> Given instruction
List every row below that contains the string "opening", copying each such row in full. Matching is case-sensitive.
# Records for processing start
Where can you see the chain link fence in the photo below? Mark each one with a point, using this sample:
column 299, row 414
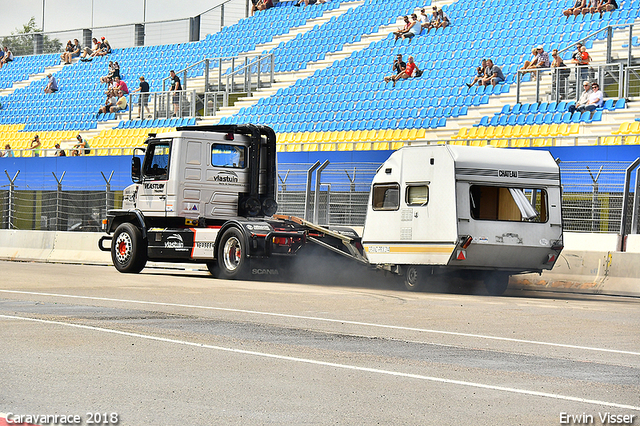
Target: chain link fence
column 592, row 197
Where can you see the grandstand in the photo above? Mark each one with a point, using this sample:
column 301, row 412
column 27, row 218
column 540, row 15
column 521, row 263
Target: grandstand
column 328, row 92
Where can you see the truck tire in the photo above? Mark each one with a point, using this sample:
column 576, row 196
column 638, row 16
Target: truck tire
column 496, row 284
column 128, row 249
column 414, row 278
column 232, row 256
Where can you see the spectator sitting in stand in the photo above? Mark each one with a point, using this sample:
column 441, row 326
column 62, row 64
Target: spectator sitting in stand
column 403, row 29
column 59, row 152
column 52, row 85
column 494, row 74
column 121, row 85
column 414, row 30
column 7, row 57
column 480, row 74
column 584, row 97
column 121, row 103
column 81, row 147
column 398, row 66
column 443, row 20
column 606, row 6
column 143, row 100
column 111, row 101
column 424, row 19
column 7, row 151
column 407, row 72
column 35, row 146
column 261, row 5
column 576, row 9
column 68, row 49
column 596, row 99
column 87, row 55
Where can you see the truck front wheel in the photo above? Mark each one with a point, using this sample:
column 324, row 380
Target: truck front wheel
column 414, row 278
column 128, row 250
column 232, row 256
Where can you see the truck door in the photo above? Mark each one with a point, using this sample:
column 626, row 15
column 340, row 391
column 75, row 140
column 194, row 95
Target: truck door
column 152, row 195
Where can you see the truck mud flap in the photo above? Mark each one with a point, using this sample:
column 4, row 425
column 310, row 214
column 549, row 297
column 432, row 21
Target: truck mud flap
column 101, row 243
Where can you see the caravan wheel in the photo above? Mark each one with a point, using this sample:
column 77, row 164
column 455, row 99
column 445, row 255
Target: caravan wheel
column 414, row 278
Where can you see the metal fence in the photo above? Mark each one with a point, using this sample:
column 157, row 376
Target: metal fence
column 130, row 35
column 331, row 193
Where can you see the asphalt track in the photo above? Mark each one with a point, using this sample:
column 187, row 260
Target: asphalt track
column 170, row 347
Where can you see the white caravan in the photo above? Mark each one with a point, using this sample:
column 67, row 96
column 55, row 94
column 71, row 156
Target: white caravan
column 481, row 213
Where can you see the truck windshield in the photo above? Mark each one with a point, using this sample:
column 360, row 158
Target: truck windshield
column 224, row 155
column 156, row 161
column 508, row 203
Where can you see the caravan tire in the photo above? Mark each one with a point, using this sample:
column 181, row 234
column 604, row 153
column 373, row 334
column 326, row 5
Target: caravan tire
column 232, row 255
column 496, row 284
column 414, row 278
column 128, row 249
# Records for processing end
# Records for processing start
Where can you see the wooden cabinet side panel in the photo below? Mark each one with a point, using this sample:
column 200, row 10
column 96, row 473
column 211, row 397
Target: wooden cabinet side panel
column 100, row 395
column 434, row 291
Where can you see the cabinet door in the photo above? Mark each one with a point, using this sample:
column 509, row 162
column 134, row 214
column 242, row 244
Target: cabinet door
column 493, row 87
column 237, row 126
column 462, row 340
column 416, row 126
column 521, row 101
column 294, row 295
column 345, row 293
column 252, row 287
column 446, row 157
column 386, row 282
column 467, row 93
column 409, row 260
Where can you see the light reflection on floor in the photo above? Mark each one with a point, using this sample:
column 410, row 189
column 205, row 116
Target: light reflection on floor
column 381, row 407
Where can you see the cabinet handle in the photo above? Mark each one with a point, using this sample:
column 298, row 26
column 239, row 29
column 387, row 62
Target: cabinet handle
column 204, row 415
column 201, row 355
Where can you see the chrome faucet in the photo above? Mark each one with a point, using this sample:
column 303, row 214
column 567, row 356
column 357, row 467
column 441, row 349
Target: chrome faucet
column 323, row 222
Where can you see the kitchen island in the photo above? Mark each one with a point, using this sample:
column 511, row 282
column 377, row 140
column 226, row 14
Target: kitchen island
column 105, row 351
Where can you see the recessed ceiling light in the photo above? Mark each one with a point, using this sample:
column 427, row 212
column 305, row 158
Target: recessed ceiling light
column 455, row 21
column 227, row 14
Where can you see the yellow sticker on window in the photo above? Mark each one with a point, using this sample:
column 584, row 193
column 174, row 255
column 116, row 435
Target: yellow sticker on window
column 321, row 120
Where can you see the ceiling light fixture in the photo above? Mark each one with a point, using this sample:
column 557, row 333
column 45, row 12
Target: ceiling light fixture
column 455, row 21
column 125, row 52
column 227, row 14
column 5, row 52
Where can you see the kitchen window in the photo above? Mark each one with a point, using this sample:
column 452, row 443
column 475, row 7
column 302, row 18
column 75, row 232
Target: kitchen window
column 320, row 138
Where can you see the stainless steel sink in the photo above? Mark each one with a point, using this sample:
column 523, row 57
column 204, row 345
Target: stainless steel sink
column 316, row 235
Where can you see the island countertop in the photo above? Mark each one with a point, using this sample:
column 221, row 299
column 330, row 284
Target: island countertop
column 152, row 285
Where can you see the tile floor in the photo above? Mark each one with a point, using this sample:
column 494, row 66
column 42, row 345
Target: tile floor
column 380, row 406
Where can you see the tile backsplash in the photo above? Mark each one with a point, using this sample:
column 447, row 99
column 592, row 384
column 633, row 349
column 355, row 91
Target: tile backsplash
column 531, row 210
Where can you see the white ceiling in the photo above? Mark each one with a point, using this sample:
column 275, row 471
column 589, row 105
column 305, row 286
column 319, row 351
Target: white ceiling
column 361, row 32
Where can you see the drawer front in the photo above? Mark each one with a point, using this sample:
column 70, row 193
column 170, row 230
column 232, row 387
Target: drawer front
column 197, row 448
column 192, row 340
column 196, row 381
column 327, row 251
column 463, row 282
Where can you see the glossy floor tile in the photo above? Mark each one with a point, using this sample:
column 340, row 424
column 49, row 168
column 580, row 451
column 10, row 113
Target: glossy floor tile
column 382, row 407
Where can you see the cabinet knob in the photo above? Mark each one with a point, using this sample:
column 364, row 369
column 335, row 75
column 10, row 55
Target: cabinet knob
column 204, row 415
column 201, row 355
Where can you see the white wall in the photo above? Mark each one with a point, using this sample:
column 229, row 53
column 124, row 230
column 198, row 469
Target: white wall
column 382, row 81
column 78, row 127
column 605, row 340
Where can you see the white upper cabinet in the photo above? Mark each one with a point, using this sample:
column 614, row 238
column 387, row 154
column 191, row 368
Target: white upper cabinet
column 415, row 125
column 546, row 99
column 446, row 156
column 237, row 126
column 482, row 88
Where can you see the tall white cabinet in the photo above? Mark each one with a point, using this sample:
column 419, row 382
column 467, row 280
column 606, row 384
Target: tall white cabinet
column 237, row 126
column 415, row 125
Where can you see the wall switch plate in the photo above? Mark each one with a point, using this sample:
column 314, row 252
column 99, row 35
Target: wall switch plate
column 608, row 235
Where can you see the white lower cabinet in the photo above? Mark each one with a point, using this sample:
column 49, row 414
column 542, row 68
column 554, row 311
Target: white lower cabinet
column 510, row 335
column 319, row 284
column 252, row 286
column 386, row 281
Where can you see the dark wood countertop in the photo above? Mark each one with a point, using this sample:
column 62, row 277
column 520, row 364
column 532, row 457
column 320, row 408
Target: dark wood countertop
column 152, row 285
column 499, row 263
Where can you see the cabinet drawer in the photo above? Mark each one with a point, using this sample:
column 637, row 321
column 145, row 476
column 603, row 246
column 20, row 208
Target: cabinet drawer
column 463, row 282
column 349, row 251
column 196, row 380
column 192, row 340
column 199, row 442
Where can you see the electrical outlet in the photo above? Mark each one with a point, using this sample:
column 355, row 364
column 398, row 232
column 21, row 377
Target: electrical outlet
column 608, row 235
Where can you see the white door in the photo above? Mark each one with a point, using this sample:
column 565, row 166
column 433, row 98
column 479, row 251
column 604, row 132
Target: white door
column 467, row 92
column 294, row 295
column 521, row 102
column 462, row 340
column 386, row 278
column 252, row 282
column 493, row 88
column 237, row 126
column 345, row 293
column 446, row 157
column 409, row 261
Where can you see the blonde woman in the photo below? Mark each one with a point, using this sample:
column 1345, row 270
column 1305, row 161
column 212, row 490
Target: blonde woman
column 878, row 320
# Records for processing end
# Records for processing start
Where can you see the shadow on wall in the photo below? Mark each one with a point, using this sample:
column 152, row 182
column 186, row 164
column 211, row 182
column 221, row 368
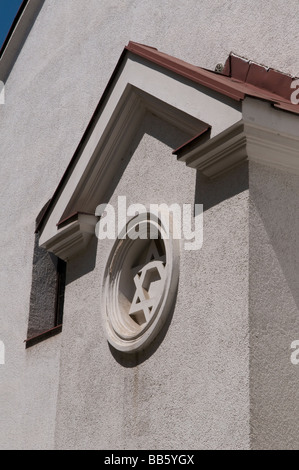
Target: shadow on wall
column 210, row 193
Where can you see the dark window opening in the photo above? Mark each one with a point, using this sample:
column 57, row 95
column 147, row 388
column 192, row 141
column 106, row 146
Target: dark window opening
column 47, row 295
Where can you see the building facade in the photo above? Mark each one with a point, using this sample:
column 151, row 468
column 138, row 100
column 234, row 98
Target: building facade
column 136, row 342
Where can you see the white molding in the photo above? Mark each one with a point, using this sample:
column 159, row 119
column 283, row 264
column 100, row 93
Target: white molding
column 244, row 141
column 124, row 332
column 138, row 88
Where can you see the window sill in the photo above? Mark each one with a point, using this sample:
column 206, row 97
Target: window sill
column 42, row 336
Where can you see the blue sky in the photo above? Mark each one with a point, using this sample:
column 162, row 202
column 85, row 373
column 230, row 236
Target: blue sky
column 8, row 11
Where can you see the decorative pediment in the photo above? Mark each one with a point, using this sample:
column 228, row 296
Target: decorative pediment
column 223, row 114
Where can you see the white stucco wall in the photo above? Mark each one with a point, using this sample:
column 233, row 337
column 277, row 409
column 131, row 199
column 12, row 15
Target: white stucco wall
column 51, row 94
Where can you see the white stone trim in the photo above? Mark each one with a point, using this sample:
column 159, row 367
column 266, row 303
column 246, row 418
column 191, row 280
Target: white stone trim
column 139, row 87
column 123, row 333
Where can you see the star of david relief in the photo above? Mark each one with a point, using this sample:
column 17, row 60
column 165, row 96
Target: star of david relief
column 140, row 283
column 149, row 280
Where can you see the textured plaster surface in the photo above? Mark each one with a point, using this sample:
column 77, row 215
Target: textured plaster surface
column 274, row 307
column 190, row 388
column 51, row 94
# Records for processing end
> The reply
Where can you see the dark window opening in the photo above? Mark each one with a point, using this sample:
Target: dark window opening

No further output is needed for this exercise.